───── FRAGMENTO CITADO ─────
Volver, entonces, no es simplemente regresar. Es empezar a entender. Entender que las prioridades se desordenan. Que el tiempo puede estirarse como una cuerda de saltar. Que el cansancio, cuando viene del servicio, pesa distinto. Que el amor, cuando se da sin esperar respuesta, llena más de lo que vacía.
Quien vuelve, no vuelve igual. No se nota en el pasaporte, pero sí en la manera de mirar. En cómo se escuchan los ruidos de casa. En cómo se valora una ducha caliente o una cama blanda. En cómo se observa el rostro de un niño cualquiera, en cualquier parte, con una ternura que antes no estaba.
───── REGISTROS DE DATOS ─────
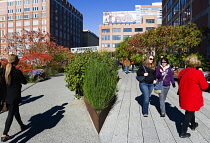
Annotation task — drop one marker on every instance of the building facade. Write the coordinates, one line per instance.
(180, 12)
(121, 24)
(89, 39)
(57, 17)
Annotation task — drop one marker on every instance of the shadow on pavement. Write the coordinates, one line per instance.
(173, 113)
(28, 99)
(40, 122)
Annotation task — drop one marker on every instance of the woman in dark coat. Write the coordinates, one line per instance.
(191, 84)
(146, 86)
(14, 78)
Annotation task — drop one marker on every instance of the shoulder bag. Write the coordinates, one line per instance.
(141, 78)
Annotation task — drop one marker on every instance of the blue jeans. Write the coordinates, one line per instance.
(146, 90)
(126, 69)
(132, 68)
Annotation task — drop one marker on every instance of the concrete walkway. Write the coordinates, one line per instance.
(54, 116)
(126, 124)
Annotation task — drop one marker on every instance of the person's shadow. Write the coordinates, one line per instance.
(40, 122)
(28, 99)
(173, 113)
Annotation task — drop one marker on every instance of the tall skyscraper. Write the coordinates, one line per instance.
(121, 24)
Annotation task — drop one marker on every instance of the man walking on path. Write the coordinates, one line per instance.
(127, 64)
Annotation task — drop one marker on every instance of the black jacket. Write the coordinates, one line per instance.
(151, 74)
(14, 89)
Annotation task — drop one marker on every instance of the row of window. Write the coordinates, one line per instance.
(26, 23)
(184, 16)
(26, 16)
(181, 2)
(125, 30)
(25, 2)
(36, 8)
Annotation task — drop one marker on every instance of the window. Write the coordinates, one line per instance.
(188, 12)
(43, 21)
(107, 37)
(148, 28)
(10, 17)
(115, 45)
(2, 18)
(182, 2)
(35, 22)
(138, 29)
(125, 36)
(169, 16)
(10, 3)
(127, 29)
(105, 30)
(26, 23)
(26, 1)
(10, 24)
(43, 14)
(18, 10)
(10, 32)
(26, 16)
(43, 7)
(35, 8)
(105, 45)
(169, 4)
(175, 8)
(116, 30)
(18, 2)
(150, 21)
(175, 22)
(116, 37)
(10, 10)
(35, 15)
(18, 17)
(35, 1)
(18, 23)
(26, 9)
(2, 25)
(35, 28)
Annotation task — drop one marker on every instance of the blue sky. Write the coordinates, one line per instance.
(92, 10)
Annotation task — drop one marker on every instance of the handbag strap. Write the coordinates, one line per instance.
(144, 69)
(184, 73)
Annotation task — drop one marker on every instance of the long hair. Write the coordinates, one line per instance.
(12, 61)
(192, 61)
(150, 65)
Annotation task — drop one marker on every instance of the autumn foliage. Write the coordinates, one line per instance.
(43, 52)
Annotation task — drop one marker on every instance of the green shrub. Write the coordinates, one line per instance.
(75, 69)
(100, 83)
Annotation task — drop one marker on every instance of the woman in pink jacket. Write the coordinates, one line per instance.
(191, 84)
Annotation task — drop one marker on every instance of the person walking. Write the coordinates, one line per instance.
(14, 78)
(164, 74)
(159, 62)
(191, 84)
(146, 86)
(127, 64)
(132, 66)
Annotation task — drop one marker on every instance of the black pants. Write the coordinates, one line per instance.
(188, 118)
(13, 111)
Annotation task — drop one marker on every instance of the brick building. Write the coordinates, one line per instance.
(180, 12)
(58, 17)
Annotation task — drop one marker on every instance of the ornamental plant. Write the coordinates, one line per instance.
(100, 83)
(75, 70)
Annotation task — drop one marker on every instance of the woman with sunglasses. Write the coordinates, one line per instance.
(164, 74)
(146, 86)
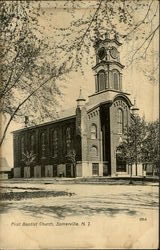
─────
*TAREAS*:
1. Reproduzca el fragmento del texto sobre el regreso que comienza con las palabras que contienen "Quien vuelve, no" y termina con "antes no estaba.".
2. Prosiga el texto sobre el regreso a partir del punto en que se interrumpe.

*LISTA DE RESPUESTAS*:
1.
Quien vuelve, no vuelve igual. No se nota en el pasaporte, pero sí en la manera de mirar. En cómo se escuchan los ruidos de casa. En cómo se valora una ducha caliente o una cama blanda. En cómo se observa el rostro de un niño cualquiera, en cualquier parte, con una ternura que antes no estaba.

2.
Se viaja con mochilas llenas de juegos, de pinturas, de materiales. Pero se vuelve con algo que no cabe en ningún equipaje: una nostalgia dulce, una gratitud sin nombre, una promesa callada de no olvidar. Y una certeza: que los gestos pequeños —pelar una patata, recoger un plato, cantar una canción con un niño que no entiende tu lengua— pueden ser los actos más hondos de transformación.
Porque hay viajes que se hacen con los pies, y otros que se hacen con el alma. Este, sin duda, es de los segundos.
Y lo que se trae no se guarda en una maleta. Se queda en la piel. En el corazón. O en lo que aún algunos llaman, sin vergüenza, el alma.